-- Task directions --
Would you restate all the data that follows, word for word?

-- Items from a data source --
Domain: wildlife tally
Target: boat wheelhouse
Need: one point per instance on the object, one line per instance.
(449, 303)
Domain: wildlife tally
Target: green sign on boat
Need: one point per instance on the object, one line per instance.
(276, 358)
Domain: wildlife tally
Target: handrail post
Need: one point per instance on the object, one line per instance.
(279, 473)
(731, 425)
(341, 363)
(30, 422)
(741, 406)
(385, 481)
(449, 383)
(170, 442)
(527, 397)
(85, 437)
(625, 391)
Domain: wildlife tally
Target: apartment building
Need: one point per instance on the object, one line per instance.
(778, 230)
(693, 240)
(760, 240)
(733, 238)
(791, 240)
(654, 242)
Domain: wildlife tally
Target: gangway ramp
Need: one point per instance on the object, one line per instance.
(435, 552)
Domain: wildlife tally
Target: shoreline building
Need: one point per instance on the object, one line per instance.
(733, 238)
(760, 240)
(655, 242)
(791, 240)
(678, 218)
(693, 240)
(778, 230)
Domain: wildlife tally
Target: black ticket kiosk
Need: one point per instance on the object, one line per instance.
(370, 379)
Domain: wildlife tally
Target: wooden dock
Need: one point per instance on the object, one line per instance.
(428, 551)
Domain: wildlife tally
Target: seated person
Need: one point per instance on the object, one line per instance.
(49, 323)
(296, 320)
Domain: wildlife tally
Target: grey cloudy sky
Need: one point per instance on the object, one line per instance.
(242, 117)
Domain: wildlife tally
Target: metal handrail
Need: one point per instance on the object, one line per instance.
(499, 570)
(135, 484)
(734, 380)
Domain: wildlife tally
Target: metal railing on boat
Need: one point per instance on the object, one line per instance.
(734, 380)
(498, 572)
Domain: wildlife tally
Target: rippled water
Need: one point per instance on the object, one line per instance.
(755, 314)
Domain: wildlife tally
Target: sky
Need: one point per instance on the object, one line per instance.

-- Answer to this exercise --
Domain: wildlife tally
Target: boat wheelhouse
Need: one point per instance on the object, one line per instance.
(449, 303)
Domain: wildlife tally
Target: green sign on boat
Need: one point per instance on the object, one line per instance.
(276, 358)
Domain: wildlife tally
Target: handrail post
Need: one point per instance on the object, one line per instance.
(279, 473)
(731, 425)
(341, 363)
(30, 422)
(741, 406)
(385, 481)
(449, 383)
(170, 442)
(527, 397)
(85, 437)
(625, 391)
Domain: wildlife tally
Target: apartment building
Need: one point per instance on the object, one line per instance.
(778, 230)
(693, 240)
(760, 240)
(733, 238)
(791, 240)
(654, 242)
Domain: wildlife tally
Target: gangway ramp
Need: one point per instance on the object, one line per instance.
(435, 552)
Domain: wildlife tally
Target: shoreline building
Need: one point per instance on the object, one line per instance.
(733, 238)
(760, 240)
(655, 242)
(791, 240)
(678, 218)
(693, 240)
(778, 230)
Domain: wildlife tally
Target: black ticket kiosk
Need: one point per instance on the object, one line per instance.
(370, 379)
Domain: wildlife tally
Target: wooden dock
Need: one point per instance on the object, one line per instance.
(428, 551)
Domain: wildlife tally
Target: seated person
Need: one point per instance on the object, one line per instance.
(49, 323)
(296, 320)
Domain: wildlife tally
Target: grey cloudy sky
Need: one point per instance on the object, one line per instance.
(242, 117)
Domain: wildlife tally
Target: metal handrail
Need: one point per instance on the object, one line per instance.
(499, 570)
(135, 484)
(734, 380)
Domain: wildlife tally
Target: metal railing on boat
Need: one point per instance on the object, one line per instance.
(734, 380)
(498, 572)
Domain: wildlife tally
Target: rippled water
Need: one point per instance on the object, one line per instance.
(755, 314)
Domain: wildlife tally
Target: sky
Need: one point per instance on the object, one line per instance.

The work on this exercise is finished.